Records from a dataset
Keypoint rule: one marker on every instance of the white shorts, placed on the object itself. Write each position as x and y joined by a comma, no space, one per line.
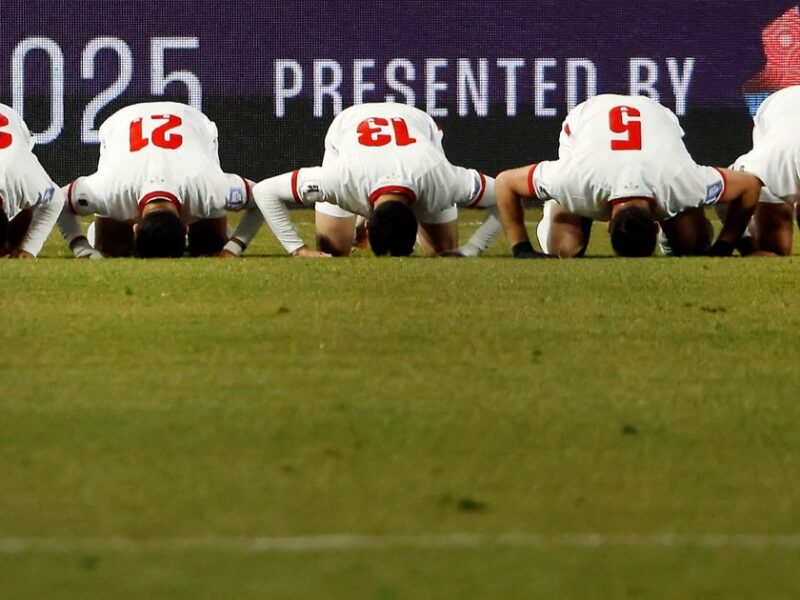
443,216
332,210
543,228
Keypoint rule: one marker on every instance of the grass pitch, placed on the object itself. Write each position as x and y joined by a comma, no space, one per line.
596,428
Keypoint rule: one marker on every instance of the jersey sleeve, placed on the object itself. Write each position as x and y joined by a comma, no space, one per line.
315,184
82,199
544,179
697,186
237,191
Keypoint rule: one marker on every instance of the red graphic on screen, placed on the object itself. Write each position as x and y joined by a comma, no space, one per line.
781,40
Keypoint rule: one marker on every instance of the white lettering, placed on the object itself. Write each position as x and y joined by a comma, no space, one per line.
359,84
323,88
510,65
680,82
471,87
643,76
56,58
282,67
543,86
432,86
394,84
574,65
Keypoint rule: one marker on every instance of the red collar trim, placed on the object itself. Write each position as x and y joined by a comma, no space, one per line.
393,189
147,198
650,201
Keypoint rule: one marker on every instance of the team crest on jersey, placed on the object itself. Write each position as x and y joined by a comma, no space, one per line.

CHALLENGE:
Leave out all images, then reproduce the entries above exactly.

RESPONSE:
Keypoint rule: one marker on every instance of the white shorts, placed on the object itself. Write each position as x and y joined by a comma, no space, one per line.
443,216
332,210
543,228
Keypoint rule: one marker on every instance of the grass pitch, placed on the object itself. Write each position as x and y joined by a comma, no space, one per line.
596,428
Keypoint rule: one marker on every instance of the jersey sleeve, placed on the object itself. Write each position as x and y joined by a comma, no space, one per line.
315,184
82,199
544,179
697,186
237,191
Keypoint rule: one marker on every instance of the red graphic on screen, placed on the object itself. Write each position as x and y joined by a comma, no space, one per line.
781,40
Keypoint rule: one marker on every instance of the white lettering, placed on the object itself. Write each position as x and y joined by a comma, no space, one per line.
359,84
323,88
510,65
680,82
471,87
643,76
56,58
282,67
543,86
432,86
394,84
574,65
Keypoint rule: one marker on every instance of the red collar trim, placed on the object itself. Write each position as x and y joined by a comma, no space, one per line.
393,189
147,198
650,201
Keypoint rule: one marker on every instance of the team crest on jersey, placed on the object itself. Write each position as x and y joined by a comma, no space, one per line.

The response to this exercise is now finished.